▶ Challenge: Turn every line of the listing below into a numbered list and skip any blank lines. Leave the pictures out of your answer.

───── Record excerpts ─────

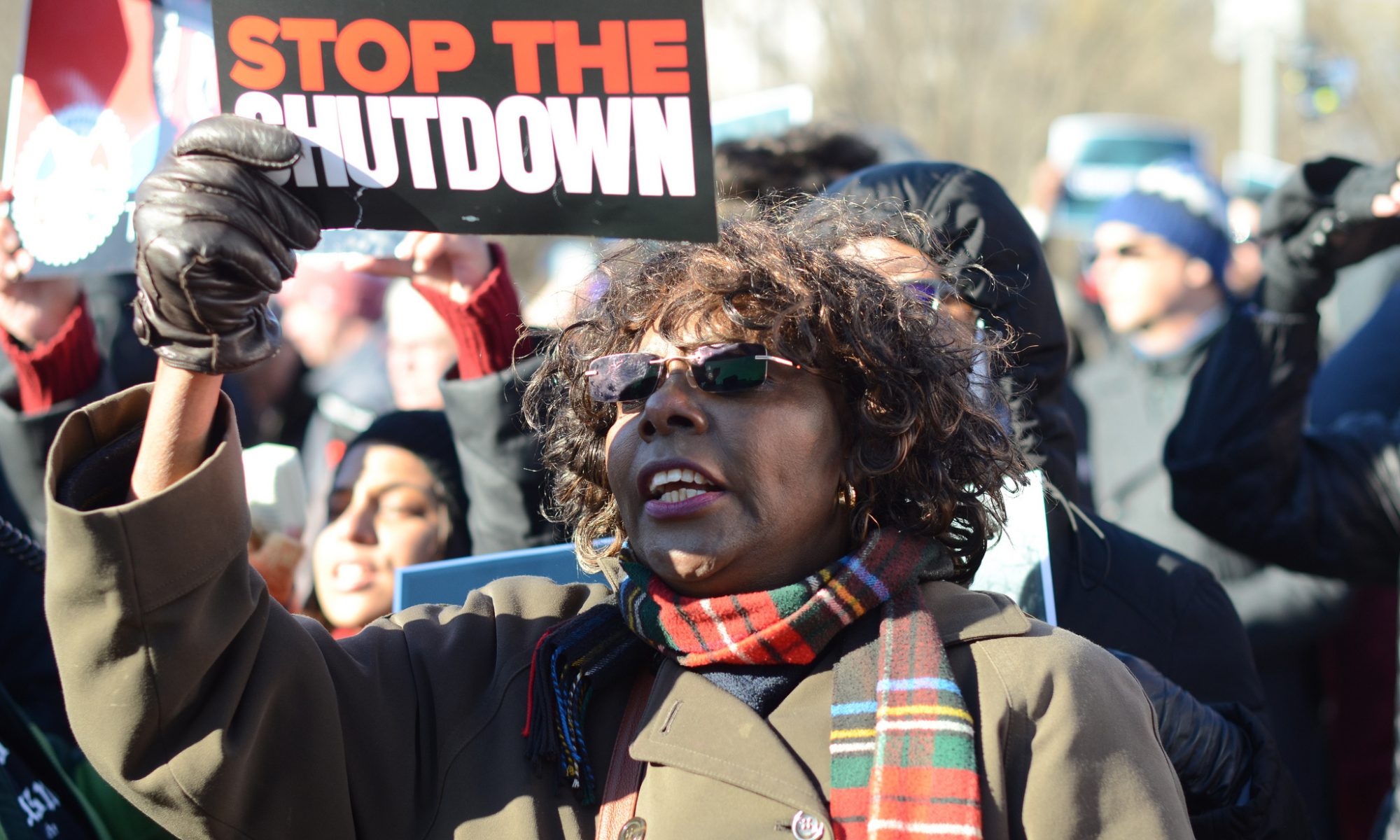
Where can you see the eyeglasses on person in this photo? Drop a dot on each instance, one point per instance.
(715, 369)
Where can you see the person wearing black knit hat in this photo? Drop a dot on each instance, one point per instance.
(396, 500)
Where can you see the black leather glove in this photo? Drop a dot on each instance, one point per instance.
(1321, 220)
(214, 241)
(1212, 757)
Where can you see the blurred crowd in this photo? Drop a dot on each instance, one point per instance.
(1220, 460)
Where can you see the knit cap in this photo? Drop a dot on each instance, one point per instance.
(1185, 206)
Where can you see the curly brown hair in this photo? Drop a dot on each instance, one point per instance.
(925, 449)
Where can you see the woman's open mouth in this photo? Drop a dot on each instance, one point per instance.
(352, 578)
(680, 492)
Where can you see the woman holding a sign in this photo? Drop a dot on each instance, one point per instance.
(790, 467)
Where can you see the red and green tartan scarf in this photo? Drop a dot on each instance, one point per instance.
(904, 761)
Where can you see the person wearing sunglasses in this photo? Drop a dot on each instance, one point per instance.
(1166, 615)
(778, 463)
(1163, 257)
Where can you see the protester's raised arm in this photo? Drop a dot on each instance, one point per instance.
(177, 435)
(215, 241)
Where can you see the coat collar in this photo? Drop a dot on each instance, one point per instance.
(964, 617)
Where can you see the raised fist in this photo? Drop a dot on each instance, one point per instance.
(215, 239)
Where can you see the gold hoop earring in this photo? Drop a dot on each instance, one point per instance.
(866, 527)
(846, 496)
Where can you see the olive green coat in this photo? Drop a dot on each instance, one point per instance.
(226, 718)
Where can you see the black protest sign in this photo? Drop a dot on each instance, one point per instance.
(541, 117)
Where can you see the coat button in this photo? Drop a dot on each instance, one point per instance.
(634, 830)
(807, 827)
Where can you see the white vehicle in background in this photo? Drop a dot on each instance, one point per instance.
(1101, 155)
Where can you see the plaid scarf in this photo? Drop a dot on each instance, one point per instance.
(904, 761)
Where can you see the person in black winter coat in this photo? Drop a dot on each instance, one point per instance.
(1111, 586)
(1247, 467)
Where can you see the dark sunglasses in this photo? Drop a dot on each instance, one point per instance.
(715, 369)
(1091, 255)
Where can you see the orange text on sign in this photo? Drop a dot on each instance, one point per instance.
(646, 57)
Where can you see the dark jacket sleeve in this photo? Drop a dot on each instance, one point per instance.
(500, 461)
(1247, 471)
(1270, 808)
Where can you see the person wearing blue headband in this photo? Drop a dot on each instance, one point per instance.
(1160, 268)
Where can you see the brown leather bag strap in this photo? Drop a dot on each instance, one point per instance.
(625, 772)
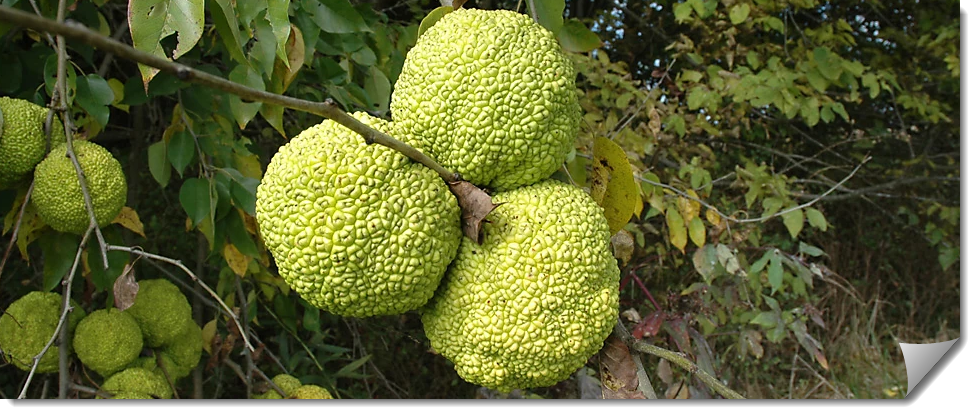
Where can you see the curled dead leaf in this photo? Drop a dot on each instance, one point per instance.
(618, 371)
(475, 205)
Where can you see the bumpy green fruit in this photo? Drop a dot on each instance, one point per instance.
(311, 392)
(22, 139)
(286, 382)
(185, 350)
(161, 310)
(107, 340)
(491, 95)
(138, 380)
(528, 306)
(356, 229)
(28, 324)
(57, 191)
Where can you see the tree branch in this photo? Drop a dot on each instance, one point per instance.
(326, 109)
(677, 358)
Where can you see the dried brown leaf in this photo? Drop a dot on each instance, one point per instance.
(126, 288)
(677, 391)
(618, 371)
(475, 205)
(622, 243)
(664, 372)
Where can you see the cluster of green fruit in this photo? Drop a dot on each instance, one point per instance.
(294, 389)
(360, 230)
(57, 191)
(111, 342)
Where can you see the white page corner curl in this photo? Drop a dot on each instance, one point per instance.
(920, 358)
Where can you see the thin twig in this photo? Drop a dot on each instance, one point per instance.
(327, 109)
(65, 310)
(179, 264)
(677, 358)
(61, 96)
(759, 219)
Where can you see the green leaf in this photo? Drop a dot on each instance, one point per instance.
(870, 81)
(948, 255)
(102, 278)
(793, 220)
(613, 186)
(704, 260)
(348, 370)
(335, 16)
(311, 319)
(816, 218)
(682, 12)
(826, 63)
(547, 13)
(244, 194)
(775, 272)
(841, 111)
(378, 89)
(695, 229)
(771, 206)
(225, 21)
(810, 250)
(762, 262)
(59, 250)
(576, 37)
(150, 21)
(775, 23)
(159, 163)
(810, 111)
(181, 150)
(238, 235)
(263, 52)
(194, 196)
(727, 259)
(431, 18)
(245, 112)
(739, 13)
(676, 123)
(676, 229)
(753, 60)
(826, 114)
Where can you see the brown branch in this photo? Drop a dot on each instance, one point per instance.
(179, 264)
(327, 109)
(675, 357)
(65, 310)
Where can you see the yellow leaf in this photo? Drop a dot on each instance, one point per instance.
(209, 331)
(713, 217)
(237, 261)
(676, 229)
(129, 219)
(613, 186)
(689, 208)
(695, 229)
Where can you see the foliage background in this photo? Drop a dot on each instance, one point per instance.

─────

▶ Exercise response:
1. Where can you see the eyeglasses on person in this photo? Drop a dot on each instance, one point per instance.
2. (715, 369)
3. Where can you see the person wearing black knit hat in this photo? Drop a dot on each instance, one point per instance.
4. (396, 500)
5. Where can you see the black leather glove in this photo? Drop a dot on each instance, one point per instance.
6. (1321, 220)
7. (214, 241)
8. (1212, 757)
9. Where can you see the blurred crowd in this photo? Drop a dot on each instance, one point per instance.
10. (1220, 460)
11. Where can you see the knit cap in this photo? Drop a dot on each instance, one point per instance.
12. (1185, 206)
13. Where can you see the curly brown hair in this photo? Drop a dot on each instance, one point per instance.
14. (925, 449)
15. Where can you see the woman's open mouth in this photo? Drop a dot on each instance, one point per instance.
16. (352, 578)
17. (680, 492)
18. Where can you see the woman holding a sign in this photo? Drop a dot on each instance, one point per instance.
19. (790, 467)
20. Where can you see the red and green tartan scarf in this photo? Drop a dot on each instance, one point per instance.
21. (904, 761)
22. Where can you see the person wearing sunglasses in this photo? Drop a dot on each instance, one point per instance.
23. (1166, 615)
24. (778, 463)
25. (1163, 257)
26. Where can you see the protester's raised arm in this photo? Drop a dot on each instance, one point per instance.
27. (177, 435)
28. (215, 241)
29. Where can you see the coat collar in this photo? Drop a dot on each instance, one point per instance.
30. (964, 617)
31. Where can you see the raised fist in this photo? Drop a dot on each instance, one point per instance.
32. (215, 239)
33. Where can you see the gold hoop earring in this photo? Drop a dot on each instance, one point per instance.
34. (866, 527)
35. (846, 496)
36. Where can you see the olive green coat in this photo? Drop a dot on each instance, one point per instance.
37. (226, 718)
38. Where can you see the black protest sign in this photo? Drop a dot on each instance, one point per instance.
39. (541, 117)
40. Where can you see the coat button in this photo? Drop a dot on each instance, one point per instance.
41. (634, 830)
42. (807, 827)
43. Where can you see the white vehicle in background in this photo? Drop a dot on each instance, one point per instance.
44. (1101, 155)
45. Where can you see the plaid scarf in this photo? Drop a dot on each instance, one point per instance.
46. (904, 761)
47. Where can you see the person in black winter coat in this photo? Drop a dot on each instance, one point per instance.
48. (1111, 586)
49. (1247, 467)
50. Where can you see the dark sunglasses in this photo? Drop a dot on each instance, one point per instance.
51. (715, 369)
52. (1091, 255)
53. Where can you see the orange text on sign in this photo? Drop a dot on each instance, one point per instance.
54. (646, 57)
55. Where can you see the dark jacket sleeve in this photo? Drop a dot on each instance, one point per instance.
56. (500, 461)
57. (1247, 471)
58. (1270, 808)
59. Where can you see the person wearing blue headband in this photo? Drop a dot on each instance, one point per instance.
60. (1160, 268)
61. Where can you see the brown leather bag strap in this photo? Drop a dot on each instance, one point per instance.
62. (625, 772)
63. Where can you see the curled dead leaf in this photo? Drop a dot on each instance, one point per instance.
64. (618, 371)
65. (475, 205)
66. Where can you see the bumpy green fruit in this photo? Drop a dot on each instance, one point per instance.
67. (311, 392)
68. (22, 139)
69. (286, 382)
70. (185, 350)
71. (161, 310)
72. (107, 340)
73. (491, 95)
74. (138, 380)
75. (528, 306)
76. (356, 229)
77. (28, 324)
78. (57, 191)
79. Where can you see the tree branch in this photo? Drop a dot on each instance, one point per instance.
80. (326, 109)
81. (677, 358)
82. Where can you see the dried brown leaf in this photo? Drop a dot on each instance, one point per instance.
83. (126, 288)
84. (677, 391)
85. (618, 371)
86. (475, 205)
87. (622, 243)
88. (664, 372)
89. Where can you see the cluster of green fruit in this photo? Drop a dot on each instance, one point per instance.
90. (294, 389)
91. (360, 230)
92. (57, 191)
93. (111, 342)
94. Where can you see the white page corner curl in this photo? Drop a dot on each instance, one point per instance.
95. (920, 358)
96. Where can you see the thin twig in this photo? Drop a dot on each instance, one point per instance.
97. (327, 109)
98. (65, 310)
99. (179, 264)
100. (677, 358)
101. (61, 96)
102. (759, 219)
103. Where can you see the green leaf in this photo? Drop a dot on each instance, one point per instance.
104. (870, 81)
105. (948, 255)
106. (102, 278)
107. (793, 220)
108. (613, 186)
109. (704, 260)
110. (348, 370)
111. (335, 16)
112. (311, 319)
113. (816, 218)
114. (682, 12)
115. (826, 63)
116. (547, 13)
117. (244, 194)
118. (775, 272)
119. (841, 111)
120. (378, 89)
121. (695, 229)
122. (771, 206)
123. (225, 21)
124. (810, 250)
125. (762, 262)
126. (59, 250)
127. (576, 37)
128. (150, 21)
129. (775, 23)
130. (159, 163)
131. (810, 111)
132. (181, 150)
133. (238, 235)
134. (263, 52)
135. (194, 196)
136. (727, 259)
137. (431, 18)
138. (245, 112)
139. (739, 13)
140. (676, 123)
141. (676, 229)
142. (753, 60)
143. (826, 114)
144. Where can you see the brown branch in this photo? Drop a dot on each instance, one point per instance.
145. (179, 264)
146. (327, 109)
147. (675, 357)
148. (65, 310)
149. Where can you see the yellow leaf in this photo? Drop a dot on each instance, one point per instance.
150. (209, 331)
151. (713, 217)
152. (237, 261)
153. (676, 229)
154. (129, 219)
155. (613, 186)
156. (689, 208)
157. (695, 229)
158. Where can you see the foliage background in this photo? Drop a dot on each instance, one point per instance.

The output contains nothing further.